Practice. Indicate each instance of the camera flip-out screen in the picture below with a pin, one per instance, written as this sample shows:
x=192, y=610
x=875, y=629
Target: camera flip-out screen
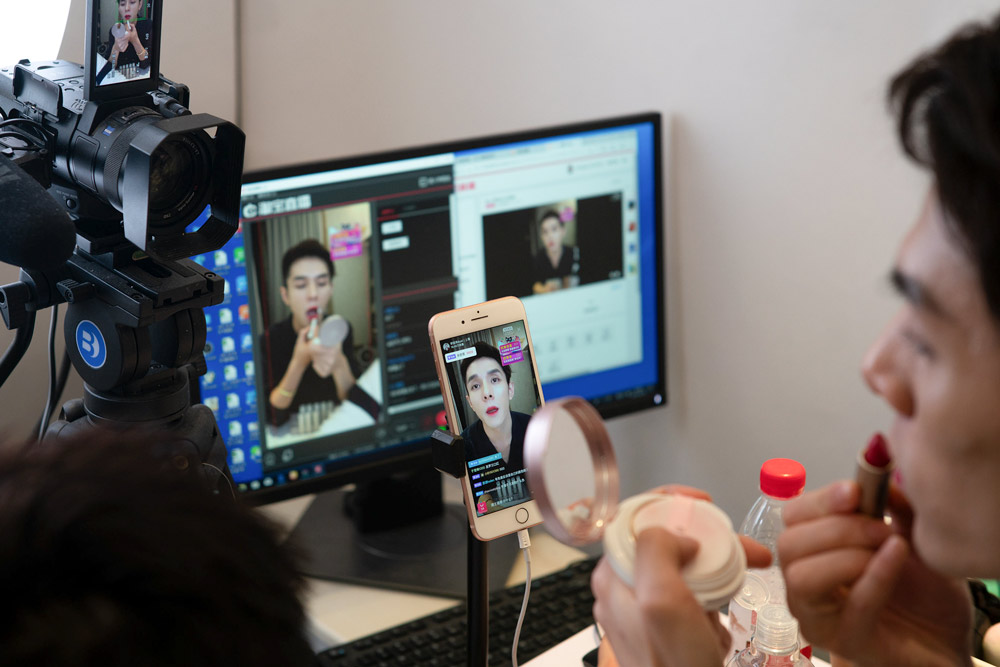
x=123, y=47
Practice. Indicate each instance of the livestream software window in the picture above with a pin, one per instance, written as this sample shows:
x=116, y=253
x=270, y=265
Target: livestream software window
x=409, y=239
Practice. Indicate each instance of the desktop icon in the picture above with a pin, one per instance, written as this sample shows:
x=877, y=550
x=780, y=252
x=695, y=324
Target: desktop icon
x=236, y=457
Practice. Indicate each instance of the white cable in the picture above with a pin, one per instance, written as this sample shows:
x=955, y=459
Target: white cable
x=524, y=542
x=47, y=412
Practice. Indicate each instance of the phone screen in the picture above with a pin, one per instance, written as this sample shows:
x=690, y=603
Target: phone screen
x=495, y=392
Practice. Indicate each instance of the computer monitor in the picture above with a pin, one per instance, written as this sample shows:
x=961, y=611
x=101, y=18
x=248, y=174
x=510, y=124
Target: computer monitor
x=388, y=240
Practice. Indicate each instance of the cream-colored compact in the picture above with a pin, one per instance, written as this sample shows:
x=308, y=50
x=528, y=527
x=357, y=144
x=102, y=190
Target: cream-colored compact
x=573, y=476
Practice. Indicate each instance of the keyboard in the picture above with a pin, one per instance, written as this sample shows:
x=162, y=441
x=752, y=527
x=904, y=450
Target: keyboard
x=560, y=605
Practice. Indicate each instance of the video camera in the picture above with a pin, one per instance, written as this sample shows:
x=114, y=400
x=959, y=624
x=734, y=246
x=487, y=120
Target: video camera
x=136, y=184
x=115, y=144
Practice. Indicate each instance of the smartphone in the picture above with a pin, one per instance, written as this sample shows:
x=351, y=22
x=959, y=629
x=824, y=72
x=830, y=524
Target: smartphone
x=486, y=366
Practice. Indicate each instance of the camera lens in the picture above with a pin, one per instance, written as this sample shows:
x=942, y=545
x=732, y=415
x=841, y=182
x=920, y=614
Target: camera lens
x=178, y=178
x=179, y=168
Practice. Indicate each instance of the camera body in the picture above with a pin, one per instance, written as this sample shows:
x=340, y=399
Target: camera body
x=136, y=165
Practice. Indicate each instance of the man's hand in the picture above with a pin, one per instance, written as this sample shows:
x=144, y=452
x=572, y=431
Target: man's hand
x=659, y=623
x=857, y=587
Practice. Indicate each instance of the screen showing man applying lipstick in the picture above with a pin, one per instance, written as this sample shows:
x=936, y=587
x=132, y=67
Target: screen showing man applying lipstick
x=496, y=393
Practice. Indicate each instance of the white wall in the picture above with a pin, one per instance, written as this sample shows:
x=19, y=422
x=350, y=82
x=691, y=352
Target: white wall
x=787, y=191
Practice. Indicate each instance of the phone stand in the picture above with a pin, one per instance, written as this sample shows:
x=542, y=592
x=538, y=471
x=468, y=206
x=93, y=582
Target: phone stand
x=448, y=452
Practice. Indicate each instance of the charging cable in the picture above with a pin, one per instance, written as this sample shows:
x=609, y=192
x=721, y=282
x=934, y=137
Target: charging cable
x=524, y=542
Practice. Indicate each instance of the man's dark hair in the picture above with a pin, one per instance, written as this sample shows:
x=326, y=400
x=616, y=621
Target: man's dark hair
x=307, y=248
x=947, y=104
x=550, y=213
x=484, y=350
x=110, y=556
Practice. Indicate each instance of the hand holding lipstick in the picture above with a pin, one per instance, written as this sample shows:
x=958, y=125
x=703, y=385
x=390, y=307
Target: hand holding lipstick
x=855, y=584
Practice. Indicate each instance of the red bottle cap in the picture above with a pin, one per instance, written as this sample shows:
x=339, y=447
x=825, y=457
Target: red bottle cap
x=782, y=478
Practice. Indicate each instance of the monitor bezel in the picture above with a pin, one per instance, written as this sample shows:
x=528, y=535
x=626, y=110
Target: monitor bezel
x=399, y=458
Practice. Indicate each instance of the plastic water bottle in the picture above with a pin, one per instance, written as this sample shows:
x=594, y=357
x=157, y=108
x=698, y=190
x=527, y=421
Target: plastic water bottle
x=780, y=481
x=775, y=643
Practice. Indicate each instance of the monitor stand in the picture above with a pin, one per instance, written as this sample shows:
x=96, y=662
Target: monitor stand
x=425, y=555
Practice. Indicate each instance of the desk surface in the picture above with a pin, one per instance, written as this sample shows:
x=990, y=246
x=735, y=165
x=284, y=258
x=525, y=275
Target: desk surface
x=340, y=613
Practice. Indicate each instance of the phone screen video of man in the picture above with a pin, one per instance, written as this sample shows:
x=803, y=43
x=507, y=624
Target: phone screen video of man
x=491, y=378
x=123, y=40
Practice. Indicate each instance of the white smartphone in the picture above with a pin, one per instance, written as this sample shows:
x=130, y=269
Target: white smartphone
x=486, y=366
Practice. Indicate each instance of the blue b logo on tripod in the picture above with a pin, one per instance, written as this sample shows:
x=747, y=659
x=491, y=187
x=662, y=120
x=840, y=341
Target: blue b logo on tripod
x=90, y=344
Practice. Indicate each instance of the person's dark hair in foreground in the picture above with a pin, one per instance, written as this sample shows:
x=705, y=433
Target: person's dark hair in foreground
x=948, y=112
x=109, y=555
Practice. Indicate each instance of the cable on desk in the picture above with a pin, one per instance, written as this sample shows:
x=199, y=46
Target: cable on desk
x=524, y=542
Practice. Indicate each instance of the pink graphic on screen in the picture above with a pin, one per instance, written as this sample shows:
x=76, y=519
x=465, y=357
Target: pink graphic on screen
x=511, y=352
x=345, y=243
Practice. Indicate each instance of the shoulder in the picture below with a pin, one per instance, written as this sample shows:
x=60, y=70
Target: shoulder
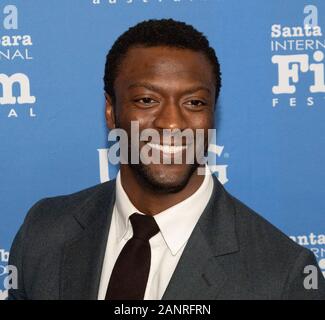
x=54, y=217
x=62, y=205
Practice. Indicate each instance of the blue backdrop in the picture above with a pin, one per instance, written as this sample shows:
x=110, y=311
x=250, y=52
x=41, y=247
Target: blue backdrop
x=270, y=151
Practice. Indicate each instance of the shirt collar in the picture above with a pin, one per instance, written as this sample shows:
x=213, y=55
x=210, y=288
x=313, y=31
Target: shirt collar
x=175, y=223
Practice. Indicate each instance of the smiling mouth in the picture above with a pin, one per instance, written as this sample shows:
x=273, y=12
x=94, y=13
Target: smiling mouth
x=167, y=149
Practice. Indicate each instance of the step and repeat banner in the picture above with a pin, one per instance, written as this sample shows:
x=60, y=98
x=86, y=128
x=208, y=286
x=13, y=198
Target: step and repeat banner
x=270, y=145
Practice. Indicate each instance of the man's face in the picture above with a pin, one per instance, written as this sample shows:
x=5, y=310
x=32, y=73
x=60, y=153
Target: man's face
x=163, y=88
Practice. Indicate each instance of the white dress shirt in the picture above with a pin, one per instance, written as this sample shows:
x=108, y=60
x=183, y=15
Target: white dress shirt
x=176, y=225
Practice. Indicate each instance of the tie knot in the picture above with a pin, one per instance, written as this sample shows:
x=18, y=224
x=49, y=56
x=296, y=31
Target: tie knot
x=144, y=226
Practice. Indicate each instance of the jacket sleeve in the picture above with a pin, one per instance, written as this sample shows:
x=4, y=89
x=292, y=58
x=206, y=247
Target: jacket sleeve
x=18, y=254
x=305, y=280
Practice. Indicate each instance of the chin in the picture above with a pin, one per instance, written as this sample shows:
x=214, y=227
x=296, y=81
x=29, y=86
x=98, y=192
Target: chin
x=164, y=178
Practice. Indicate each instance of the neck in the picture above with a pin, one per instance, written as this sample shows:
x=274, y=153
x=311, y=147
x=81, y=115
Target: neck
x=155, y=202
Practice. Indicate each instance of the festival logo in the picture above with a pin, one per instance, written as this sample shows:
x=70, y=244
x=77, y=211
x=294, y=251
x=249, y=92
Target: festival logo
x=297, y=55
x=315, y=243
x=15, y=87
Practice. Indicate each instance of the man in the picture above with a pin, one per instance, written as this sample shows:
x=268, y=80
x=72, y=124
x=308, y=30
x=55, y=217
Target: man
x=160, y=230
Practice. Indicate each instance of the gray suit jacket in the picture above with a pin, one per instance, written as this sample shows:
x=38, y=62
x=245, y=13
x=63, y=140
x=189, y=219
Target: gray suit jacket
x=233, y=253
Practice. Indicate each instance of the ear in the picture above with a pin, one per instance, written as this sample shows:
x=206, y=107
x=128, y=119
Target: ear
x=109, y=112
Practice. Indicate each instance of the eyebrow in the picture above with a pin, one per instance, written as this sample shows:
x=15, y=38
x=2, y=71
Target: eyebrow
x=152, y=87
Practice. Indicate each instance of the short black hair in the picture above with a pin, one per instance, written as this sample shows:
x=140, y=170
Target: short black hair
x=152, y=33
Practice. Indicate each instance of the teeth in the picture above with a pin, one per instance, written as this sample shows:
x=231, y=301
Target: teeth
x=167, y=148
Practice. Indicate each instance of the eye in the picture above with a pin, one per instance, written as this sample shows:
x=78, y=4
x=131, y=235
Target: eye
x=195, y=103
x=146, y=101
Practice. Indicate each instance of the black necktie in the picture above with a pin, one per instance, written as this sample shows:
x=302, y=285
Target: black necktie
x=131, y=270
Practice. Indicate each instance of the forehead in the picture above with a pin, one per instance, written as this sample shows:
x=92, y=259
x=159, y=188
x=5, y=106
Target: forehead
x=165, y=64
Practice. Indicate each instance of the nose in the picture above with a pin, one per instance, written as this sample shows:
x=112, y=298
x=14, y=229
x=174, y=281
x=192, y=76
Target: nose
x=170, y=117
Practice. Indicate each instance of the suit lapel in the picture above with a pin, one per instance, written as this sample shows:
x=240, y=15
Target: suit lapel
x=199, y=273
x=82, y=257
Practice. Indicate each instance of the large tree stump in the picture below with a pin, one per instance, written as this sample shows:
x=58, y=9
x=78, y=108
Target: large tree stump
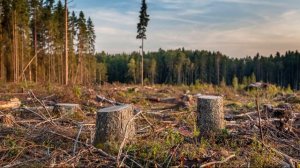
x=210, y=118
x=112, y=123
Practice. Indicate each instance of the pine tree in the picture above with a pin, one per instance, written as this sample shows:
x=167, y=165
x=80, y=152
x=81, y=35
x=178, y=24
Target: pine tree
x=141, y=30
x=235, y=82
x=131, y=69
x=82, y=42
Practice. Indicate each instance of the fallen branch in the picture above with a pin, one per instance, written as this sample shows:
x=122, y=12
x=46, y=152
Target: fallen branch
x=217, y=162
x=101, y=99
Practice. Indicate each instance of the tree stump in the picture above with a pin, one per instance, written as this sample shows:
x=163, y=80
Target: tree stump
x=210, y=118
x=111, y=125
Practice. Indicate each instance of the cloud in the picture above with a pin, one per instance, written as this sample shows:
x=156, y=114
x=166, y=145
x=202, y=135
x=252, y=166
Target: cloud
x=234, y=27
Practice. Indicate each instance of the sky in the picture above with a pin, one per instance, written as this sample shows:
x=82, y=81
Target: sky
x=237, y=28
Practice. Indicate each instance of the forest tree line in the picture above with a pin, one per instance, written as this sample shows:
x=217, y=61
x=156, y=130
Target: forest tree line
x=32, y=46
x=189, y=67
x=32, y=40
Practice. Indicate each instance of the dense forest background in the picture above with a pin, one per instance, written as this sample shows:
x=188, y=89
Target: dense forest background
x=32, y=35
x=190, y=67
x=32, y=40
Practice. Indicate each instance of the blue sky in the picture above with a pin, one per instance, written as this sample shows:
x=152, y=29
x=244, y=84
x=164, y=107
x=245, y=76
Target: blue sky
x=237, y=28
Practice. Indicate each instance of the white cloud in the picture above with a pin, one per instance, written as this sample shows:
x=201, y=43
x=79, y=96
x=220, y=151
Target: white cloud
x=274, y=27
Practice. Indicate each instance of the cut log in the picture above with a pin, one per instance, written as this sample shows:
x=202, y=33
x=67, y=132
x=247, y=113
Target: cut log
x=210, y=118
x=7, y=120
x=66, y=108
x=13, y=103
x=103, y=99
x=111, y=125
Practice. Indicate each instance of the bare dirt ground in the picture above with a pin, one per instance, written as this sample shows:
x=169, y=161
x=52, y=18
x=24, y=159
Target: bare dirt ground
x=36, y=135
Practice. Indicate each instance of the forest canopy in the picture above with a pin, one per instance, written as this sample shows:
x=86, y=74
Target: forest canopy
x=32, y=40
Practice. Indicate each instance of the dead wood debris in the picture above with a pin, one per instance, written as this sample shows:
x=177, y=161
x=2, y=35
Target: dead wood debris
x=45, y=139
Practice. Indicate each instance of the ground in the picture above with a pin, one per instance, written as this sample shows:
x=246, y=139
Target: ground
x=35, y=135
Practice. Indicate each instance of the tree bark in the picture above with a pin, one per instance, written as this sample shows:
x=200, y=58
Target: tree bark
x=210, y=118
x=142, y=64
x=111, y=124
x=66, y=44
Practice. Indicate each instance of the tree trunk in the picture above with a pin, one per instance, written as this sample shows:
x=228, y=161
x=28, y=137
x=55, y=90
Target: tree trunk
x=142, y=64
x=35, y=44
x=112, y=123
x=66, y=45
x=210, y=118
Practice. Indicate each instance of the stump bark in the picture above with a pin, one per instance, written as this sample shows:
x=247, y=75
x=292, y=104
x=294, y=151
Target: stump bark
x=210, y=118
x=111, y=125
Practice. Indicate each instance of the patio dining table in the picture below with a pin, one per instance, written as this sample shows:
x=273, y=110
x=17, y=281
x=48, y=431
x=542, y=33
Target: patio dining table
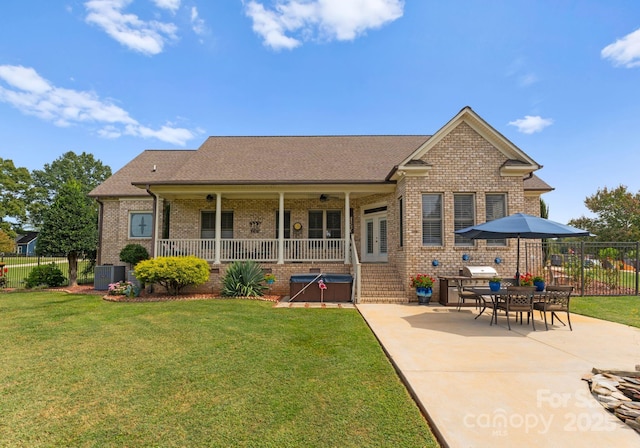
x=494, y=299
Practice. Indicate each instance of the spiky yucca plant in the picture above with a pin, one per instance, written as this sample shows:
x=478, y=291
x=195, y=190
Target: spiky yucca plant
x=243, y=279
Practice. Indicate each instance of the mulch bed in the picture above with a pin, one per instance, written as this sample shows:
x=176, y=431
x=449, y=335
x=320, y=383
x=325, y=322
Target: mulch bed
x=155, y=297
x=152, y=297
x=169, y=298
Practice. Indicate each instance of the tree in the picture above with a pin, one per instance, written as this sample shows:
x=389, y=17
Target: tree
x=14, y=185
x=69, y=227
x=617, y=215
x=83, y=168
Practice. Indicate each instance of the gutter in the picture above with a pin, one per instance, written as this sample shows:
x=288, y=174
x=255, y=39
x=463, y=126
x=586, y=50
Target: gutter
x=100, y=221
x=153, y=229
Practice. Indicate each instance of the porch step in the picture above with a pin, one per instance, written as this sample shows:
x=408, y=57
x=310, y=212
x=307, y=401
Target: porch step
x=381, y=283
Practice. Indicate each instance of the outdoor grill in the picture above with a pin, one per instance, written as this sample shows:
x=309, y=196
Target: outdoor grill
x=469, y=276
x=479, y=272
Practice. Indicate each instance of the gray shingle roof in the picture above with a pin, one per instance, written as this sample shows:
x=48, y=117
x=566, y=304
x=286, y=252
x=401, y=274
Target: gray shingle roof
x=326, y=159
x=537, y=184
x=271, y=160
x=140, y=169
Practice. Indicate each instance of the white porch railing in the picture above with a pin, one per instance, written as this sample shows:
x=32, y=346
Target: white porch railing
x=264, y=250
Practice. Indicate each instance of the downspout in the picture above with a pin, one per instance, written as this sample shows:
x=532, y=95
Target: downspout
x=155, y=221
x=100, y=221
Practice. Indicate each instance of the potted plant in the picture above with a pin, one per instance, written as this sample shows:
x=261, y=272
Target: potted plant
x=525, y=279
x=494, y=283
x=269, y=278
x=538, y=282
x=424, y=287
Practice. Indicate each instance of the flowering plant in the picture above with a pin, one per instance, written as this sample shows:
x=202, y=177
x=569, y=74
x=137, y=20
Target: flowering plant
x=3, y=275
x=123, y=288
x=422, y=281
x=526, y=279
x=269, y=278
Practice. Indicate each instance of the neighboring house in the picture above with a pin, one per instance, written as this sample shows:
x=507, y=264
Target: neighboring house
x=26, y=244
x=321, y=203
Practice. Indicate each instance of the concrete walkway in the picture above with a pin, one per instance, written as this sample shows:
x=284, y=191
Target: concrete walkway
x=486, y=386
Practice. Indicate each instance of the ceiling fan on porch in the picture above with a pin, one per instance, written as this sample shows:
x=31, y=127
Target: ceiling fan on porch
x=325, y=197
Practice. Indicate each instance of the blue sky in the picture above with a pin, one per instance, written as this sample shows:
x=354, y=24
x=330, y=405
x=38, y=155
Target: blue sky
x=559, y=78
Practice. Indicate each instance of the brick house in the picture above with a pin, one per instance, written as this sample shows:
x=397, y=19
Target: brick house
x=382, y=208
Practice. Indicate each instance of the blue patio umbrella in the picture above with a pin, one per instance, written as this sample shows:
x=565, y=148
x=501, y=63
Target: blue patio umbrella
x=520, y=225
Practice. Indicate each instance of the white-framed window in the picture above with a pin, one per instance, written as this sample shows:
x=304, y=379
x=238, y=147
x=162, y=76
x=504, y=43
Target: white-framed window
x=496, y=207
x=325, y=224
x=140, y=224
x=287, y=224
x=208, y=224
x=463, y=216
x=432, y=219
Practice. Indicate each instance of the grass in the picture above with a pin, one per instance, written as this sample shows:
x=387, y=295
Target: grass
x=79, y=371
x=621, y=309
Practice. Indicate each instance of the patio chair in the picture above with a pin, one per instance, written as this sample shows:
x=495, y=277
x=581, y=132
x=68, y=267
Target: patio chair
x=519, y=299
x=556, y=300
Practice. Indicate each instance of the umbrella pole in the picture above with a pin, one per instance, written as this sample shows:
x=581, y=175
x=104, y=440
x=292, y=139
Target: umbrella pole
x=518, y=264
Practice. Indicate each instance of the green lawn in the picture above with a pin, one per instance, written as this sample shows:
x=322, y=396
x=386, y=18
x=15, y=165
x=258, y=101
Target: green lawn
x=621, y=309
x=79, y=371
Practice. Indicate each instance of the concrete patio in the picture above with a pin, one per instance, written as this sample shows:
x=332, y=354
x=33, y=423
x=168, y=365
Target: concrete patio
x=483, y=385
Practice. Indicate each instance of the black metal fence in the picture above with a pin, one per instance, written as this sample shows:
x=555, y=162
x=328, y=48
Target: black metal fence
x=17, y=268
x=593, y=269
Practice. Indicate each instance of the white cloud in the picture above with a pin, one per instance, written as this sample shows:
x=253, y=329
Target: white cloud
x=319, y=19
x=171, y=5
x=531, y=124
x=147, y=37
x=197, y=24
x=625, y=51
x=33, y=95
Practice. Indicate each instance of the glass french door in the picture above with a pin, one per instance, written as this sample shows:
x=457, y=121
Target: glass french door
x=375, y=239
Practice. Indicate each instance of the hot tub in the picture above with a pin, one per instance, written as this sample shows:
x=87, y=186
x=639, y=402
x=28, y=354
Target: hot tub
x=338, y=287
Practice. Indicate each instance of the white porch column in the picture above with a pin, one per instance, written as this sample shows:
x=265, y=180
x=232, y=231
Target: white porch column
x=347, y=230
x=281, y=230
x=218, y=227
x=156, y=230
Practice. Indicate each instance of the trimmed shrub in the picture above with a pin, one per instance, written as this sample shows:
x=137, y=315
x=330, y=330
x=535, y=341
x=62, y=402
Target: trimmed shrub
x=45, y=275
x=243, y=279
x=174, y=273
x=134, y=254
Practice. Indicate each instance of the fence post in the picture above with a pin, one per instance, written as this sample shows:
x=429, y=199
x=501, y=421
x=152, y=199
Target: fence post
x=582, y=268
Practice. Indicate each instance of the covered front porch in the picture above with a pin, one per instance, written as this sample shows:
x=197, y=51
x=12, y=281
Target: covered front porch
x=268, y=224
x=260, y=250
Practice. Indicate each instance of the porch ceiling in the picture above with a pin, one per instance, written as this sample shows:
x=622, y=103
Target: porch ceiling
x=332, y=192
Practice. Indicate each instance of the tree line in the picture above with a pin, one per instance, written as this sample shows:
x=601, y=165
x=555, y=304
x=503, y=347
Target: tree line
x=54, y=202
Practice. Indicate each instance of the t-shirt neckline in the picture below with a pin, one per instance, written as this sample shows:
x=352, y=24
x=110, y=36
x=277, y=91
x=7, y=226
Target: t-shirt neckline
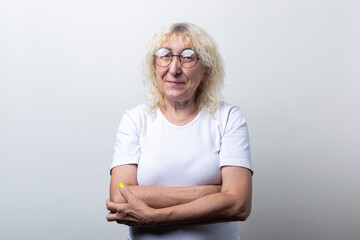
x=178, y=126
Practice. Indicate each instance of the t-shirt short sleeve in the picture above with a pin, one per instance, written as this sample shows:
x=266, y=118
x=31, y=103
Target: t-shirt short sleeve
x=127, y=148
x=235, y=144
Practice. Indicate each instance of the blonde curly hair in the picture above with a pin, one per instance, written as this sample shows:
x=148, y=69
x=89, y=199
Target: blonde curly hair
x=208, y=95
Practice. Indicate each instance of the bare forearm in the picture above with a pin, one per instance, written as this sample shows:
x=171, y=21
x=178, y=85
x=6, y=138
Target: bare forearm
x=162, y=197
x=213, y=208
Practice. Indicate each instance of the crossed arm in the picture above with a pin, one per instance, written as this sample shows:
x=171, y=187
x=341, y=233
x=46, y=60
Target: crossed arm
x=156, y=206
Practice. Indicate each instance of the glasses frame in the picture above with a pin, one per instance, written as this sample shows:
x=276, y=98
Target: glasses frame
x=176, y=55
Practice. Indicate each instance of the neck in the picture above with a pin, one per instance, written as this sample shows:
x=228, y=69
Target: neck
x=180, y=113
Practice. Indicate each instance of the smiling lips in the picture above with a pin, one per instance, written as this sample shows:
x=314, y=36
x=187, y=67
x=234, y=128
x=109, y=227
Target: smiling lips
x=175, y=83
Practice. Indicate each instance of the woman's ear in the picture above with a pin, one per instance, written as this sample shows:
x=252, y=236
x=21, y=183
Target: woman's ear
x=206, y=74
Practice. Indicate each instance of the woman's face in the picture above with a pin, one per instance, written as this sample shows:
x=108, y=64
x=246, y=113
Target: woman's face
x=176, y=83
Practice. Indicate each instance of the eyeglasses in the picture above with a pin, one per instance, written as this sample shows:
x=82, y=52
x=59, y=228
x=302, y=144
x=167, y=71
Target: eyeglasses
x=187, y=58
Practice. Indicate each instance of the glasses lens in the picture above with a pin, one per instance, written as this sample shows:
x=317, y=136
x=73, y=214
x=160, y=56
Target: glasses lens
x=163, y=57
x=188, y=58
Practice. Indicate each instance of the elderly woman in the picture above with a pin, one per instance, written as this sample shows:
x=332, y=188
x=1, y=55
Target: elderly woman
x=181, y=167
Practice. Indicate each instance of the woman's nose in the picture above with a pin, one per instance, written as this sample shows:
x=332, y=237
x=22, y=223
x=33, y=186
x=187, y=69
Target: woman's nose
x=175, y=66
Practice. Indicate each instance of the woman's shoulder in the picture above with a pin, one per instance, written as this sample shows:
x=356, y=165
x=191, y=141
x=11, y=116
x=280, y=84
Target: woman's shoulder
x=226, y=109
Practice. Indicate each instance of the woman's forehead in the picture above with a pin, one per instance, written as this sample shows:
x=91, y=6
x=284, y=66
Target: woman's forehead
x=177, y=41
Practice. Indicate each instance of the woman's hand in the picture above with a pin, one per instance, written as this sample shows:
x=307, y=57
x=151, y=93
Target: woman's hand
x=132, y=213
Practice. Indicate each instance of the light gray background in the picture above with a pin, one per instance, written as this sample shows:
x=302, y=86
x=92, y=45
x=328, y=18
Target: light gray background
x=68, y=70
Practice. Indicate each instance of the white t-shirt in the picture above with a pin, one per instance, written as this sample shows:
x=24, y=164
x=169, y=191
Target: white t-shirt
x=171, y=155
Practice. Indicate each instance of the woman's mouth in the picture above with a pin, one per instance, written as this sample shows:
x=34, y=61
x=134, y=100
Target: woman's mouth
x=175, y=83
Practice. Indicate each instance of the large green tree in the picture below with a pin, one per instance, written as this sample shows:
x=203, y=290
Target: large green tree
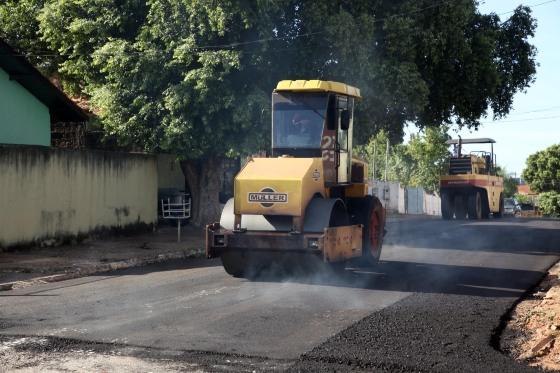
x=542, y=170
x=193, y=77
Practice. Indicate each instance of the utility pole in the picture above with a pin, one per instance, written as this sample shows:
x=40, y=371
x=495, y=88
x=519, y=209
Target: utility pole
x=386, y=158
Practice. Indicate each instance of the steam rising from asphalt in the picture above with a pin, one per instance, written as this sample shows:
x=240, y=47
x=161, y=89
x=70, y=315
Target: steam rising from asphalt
===
Repeat verbatim the lines between the start of the data and the line containing "x=270, y=265", both ends included, omitting all pictures.

RESULT OF THE TASK:
Practice. Indicate each instance of the camera flip-out screen in the picture below with a pin, one per instance, written as this sample shows:
x=192, y=610
x=875, y=629
Target: camera flip-out screen
x=123, y=47
Practice. Indicate each instance of the livestream software window in the picture above with a pin, one per instance, written as this sample shows:
x=116, y=253
x=270, y=265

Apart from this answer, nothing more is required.